In the hostel network text, write out the passage starting at "The hostel network" and ending at "not a problem.", substituting "proxy servers" for "proxies".

Text segment -
-- start --

I am at a college hostel. Internet service is provided by the college through HTTP proxies 10.1.1.18 and 10.1.1.19. My ip settings are

IP address: 10.8.1.250 Subnet Mask: 255.255.255.0 Gateway: 10.8.1.1

The hostel network consists of distribution switches which connect the computers in a very unstructured manner. The (main) hostel distribution switch is connected to gateway. The proxy internet was working fine until recently when internet speed went down drastically. There is no problem with the proxies as other hostels networks using the same proxies and same structure are working fine. Also, for the same reason, broadcast packets are also not a problem.

-- end --

Record list -

-- start --

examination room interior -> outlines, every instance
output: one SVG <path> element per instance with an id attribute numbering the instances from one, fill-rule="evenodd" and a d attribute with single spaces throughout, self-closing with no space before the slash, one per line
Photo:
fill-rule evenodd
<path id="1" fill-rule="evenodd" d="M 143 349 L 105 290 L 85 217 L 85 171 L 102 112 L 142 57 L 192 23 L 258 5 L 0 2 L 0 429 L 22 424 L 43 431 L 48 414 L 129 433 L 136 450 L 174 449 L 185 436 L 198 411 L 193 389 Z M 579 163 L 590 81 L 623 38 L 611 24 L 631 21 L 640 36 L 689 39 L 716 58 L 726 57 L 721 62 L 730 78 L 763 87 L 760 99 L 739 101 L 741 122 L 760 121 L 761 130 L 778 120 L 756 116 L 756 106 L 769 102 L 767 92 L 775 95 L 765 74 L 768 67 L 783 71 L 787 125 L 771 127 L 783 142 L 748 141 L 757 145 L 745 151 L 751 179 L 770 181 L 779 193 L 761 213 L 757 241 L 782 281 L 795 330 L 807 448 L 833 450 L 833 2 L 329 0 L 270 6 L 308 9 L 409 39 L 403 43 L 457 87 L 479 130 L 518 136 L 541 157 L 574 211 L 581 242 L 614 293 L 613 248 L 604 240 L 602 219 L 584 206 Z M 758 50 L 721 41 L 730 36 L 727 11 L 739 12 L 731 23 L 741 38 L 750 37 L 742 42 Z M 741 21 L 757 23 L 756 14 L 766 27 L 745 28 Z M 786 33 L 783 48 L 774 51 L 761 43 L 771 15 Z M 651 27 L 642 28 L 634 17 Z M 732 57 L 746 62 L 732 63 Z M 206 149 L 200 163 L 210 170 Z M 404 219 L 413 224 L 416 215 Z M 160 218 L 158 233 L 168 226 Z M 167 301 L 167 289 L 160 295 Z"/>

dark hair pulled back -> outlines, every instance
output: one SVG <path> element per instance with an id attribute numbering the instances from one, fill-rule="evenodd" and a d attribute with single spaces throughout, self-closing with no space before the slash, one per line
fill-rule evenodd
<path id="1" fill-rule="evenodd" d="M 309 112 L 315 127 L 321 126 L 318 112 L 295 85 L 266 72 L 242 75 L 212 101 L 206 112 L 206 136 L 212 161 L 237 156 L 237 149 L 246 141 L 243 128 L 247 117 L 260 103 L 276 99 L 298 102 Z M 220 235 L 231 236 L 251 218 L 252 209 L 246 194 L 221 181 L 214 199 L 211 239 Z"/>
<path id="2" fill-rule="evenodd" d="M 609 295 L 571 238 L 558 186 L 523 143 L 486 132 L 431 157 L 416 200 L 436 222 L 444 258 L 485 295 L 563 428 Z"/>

-- end --

Task output -
The hostel network consists of distribution switches which connect the computers in a very unstructured manner. The (main) hostel distribution switch is connected to gateway. The proxy internet was working fine until recently when internet speed went down drastically. There is no problem with the proxy servers as other hostels networks using the same proxy servers and same structure are working fine. Also, for the same reason, broadcast packets are also not a problem.